Rewrite the material from the line containing "locate sun glare?" up to and including the line containing "top-left (511, 609), bottom-right (573, 661)" as a numbered list, leaving out any blank lines.

● INPUT RECORDS:
--------------------------------------------------
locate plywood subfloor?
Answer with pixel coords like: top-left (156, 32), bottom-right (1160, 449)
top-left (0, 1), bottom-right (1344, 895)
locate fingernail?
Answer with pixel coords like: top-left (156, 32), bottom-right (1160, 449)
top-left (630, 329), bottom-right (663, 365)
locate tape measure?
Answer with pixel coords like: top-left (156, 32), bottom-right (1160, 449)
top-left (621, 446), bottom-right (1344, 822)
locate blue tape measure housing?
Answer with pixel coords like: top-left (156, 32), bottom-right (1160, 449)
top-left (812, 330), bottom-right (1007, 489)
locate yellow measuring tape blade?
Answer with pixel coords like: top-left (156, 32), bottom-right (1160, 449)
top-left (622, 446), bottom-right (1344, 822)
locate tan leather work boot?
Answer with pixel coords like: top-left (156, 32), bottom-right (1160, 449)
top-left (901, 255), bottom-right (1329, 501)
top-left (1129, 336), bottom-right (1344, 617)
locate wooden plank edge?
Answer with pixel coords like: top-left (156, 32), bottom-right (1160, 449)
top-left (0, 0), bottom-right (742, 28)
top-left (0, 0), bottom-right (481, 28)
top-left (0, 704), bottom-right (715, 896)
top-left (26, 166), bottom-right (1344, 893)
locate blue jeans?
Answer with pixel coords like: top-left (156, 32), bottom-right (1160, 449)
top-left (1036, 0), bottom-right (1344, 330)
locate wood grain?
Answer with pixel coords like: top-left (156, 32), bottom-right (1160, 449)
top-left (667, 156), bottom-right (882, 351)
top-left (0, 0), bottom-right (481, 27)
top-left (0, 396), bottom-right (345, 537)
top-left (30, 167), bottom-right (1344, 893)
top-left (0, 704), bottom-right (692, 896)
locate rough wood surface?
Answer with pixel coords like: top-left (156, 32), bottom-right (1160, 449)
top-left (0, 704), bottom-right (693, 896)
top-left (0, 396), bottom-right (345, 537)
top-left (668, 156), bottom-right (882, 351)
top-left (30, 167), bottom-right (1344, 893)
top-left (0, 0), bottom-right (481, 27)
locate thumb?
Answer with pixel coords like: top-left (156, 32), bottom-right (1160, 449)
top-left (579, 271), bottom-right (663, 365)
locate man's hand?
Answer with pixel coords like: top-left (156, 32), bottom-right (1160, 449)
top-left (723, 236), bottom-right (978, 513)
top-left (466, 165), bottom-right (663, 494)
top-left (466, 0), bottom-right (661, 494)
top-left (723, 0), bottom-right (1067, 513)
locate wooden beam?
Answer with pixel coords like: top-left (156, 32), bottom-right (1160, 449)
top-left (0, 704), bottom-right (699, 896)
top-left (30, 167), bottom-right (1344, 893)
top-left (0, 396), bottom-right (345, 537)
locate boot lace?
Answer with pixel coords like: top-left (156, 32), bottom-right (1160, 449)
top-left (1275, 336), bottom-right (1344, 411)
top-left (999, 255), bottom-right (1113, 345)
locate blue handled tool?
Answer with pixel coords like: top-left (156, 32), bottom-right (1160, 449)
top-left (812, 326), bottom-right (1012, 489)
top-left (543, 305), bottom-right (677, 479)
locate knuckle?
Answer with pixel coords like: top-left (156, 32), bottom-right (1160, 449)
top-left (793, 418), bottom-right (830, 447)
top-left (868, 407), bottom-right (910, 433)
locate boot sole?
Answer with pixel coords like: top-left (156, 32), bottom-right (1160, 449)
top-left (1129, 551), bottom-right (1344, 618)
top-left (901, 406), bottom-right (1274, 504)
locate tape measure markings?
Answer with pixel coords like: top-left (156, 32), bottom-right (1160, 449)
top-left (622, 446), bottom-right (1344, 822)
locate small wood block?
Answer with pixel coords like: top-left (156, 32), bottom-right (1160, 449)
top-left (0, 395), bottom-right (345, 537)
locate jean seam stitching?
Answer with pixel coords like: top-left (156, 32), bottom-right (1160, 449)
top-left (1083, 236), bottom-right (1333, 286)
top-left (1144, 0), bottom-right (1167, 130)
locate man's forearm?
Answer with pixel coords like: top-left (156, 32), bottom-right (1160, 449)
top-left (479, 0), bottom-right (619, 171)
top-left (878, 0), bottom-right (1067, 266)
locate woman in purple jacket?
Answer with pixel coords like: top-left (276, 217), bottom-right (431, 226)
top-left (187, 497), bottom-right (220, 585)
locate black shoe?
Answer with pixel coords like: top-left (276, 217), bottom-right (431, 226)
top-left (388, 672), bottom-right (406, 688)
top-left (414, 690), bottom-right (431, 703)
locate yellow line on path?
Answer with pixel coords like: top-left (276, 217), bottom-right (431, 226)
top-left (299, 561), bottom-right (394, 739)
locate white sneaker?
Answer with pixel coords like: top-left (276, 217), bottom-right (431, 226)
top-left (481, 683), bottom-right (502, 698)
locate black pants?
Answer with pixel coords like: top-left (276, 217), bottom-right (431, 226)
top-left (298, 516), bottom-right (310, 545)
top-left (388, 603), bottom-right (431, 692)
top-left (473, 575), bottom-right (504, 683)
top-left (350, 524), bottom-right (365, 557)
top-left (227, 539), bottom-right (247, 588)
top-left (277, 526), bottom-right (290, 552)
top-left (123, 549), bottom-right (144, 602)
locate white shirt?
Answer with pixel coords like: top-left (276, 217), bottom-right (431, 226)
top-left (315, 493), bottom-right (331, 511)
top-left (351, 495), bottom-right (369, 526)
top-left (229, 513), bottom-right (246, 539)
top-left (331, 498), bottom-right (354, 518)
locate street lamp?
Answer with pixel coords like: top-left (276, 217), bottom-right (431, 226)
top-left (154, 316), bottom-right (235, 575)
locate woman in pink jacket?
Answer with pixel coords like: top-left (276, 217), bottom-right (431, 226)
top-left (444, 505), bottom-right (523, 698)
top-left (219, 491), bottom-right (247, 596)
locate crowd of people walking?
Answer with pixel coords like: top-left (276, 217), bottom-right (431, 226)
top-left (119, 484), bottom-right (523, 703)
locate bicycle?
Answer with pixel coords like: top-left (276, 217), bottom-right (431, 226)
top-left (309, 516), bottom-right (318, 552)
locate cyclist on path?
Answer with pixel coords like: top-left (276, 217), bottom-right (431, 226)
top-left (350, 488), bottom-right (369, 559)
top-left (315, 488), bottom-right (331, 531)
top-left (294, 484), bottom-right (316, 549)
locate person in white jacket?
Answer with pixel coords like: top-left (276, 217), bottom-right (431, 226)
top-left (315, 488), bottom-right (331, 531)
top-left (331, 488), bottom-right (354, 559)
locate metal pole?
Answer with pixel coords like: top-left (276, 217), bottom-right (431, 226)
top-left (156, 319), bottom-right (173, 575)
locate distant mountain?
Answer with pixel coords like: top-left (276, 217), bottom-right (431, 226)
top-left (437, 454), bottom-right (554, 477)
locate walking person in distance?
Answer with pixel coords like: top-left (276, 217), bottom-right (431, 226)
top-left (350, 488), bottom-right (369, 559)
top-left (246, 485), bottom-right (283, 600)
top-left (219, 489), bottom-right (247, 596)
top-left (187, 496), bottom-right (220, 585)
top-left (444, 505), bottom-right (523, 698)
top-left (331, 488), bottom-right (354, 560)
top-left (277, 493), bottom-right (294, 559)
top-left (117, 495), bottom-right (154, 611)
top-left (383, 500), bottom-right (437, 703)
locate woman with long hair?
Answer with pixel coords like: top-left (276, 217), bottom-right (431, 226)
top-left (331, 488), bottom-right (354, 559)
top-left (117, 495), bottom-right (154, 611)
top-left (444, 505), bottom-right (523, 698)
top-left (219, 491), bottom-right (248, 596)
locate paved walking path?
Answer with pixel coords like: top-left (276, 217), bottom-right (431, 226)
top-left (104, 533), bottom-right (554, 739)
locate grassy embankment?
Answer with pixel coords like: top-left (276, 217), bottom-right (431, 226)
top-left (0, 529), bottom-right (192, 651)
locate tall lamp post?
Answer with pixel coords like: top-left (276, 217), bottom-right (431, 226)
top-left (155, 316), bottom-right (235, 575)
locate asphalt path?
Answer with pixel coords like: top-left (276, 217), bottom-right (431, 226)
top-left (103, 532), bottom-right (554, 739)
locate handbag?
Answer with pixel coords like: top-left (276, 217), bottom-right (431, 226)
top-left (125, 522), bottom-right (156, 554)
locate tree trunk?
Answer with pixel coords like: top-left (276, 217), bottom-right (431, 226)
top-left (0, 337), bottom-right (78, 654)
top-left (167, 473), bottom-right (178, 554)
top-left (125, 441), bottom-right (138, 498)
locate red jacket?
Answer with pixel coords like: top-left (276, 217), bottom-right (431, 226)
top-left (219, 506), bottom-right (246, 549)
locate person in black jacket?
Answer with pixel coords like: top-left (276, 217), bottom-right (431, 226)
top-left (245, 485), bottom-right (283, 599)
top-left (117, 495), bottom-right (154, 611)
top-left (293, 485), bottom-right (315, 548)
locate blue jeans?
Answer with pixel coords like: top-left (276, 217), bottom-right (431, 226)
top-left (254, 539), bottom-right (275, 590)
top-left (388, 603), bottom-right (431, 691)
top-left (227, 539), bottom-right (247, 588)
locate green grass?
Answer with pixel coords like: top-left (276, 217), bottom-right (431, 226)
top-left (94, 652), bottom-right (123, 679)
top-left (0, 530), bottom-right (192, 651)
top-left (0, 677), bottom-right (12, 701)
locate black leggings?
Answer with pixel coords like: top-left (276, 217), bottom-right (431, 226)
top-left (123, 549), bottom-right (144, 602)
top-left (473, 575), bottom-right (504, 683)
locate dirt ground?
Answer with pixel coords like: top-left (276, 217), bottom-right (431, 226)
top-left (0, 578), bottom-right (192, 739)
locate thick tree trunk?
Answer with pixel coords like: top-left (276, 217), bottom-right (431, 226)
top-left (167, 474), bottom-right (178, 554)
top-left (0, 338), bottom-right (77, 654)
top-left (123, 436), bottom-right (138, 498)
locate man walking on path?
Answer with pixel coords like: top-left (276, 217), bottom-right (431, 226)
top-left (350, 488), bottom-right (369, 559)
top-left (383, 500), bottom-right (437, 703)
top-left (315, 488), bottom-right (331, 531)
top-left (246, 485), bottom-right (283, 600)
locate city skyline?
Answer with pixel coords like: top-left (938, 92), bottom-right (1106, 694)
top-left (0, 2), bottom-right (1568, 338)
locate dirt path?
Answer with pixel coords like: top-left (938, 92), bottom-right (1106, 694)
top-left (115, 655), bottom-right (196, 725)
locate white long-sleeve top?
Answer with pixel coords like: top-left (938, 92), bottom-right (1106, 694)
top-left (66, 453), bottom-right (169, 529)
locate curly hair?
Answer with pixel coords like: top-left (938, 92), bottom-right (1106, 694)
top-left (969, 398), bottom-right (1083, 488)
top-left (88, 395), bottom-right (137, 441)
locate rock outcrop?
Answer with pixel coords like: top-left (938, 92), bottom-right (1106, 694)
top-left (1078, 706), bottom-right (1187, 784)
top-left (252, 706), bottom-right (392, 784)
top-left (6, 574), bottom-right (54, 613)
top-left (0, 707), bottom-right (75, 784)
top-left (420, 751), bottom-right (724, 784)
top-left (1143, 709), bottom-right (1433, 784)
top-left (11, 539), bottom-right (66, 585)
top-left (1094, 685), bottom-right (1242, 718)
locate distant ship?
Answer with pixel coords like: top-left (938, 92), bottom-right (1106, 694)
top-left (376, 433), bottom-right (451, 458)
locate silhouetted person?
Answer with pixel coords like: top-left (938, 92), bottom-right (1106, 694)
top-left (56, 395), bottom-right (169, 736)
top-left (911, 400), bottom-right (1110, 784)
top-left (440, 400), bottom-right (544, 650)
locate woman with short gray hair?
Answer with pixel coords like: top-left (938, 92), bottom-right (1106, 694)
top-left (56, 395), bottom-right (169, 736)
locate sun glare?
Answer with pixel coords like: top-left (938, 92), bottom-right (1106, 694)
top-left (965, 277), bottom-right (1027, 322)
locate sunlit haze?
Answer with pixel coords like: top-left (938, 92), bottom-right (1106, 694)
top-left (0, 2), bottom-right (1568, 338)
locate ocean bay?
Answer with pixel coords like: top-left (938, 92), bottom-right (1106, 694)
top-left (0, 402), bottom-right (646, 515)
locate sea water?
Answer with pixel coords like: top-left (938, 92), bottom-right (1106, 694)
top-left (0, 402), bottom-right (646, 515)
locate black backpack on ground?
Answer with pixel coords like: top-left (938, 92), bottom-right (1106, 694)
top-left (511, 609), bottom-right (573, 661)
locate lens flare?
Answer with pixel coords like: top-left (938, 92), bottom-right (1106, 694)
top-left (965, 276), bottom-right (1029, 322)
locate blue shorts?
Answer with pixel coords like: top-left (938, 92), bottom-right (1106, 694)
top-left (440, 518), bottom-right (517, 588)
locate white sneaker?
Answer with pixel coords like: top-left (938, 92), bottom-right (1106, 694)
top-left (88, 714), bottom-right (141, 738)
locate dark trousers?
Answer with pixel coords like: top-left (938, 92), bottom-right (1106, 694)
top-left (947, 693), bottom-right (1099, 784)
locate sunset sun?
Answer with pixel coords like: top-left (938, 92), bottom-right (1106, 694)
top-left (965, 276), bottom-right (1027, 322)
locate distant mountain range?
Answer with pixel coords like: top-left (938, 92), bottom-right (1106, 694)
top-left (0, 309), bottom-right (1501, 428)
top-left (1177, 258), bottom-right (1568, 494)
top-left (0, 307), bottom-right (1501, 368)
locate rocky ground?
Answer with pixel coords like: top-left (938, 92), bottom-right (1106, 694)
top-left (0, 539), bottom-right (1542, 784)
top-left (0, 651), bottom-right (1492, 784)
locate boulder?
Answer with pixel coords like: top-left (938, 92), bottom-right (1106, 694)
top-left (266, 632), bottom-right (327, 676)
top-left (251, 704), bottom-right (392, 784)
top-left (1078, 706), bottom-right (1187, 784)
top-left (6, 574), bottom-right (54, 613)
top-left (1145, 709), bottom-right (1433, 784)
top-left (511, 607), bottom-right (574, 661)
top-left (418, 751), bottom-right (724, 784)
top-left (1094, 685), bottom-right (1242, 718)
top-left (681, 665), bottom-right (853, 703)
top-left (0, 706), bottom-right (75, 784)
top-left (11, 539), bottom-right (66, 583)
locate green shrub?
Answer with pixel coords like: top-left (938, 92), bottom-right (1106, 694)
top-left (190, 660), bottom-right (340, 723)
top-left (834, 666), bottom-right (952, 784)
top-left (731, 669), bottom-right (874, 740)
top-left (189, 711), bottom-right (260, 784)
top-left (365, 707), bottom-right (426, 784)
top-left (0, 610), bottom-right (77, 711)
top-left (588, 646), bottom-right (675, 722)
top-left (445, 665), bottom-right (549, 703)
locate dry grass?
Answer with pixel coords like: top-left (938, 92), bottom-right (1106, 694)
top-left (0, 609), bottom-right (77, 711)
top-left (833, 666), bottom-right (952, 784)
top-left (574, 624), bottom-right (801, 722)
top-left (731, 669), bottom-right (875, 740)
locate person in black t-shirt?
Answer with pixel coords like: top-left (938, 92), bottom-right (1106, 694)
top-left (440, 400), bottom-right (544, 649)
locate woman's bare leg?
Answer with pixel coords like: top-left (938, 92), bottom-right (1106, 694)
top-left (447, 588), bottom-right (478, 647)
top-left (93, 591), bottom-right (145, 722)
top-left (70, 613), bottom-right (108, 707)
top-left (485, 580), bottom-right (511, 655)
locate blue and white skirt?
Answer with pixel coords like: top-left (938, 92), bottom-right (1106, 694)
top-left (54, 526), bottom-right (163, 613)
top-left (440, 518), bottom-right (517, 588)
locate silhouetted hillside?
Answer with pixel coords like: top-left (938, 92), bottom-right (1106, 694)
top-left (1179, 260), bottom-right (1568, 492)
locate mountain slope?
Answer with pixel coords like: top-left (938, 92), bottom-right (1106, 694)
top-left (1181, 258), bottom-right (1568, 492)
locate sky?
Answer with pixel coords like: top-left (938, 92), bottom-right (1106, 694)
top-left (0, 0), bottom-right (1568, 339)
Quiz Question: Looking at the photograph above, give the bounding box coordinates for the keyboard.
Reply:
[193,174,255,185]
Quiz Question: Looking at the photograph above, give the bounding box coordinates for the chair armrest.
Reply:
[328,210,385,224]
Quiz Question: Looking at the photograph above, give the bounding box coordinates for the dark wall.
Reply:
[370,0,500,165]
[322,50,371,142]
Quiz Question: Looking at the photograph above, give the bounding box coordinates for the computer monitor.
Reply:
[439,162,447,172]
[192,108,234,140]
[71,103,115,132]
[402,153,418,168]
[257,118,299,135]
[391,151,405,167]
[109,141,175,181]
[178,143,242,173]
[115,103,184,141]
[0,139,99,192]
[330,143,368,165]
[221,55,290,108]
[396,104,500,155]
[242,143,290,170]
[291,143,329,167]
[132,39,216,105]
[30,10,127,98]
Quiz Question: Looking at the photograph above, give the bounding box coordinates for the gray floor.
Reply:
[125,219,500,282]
--------------------------------------------------
● SOLVED PROBLEM:
1. locate sun glare?
2. Answer with pixel coords like: top-left (938, 92), bottom-right (1106, 694)
3. top-left (965, 277), bottom-right (1027, 322)
4. locate sunlit haze?
5. Answer with pixel coords like: top-left (938, 92), bottom-right (1106, 694)
6. top-left (0, 2), bottom-right (1568, 338)
7. locate ocean bay?
8. Answer with pixel coords like: top-left (938, 92), bottom-right (1106, 694)
9. top-left (0, 402), bottom-right (646, 515)
10. locate sea water?
11. Answer with pixel coords like: top-left (938, 92), bottom-right (1106, 694)
12. top-left (0, 402), bottom-right (646, 515)
13. locate black backpack on ground?
14. Answer with pixel coords like: top-left (938, 92), bottom-right (1106, 694)
15. top-left (511, 609), bottom-right (573, 661)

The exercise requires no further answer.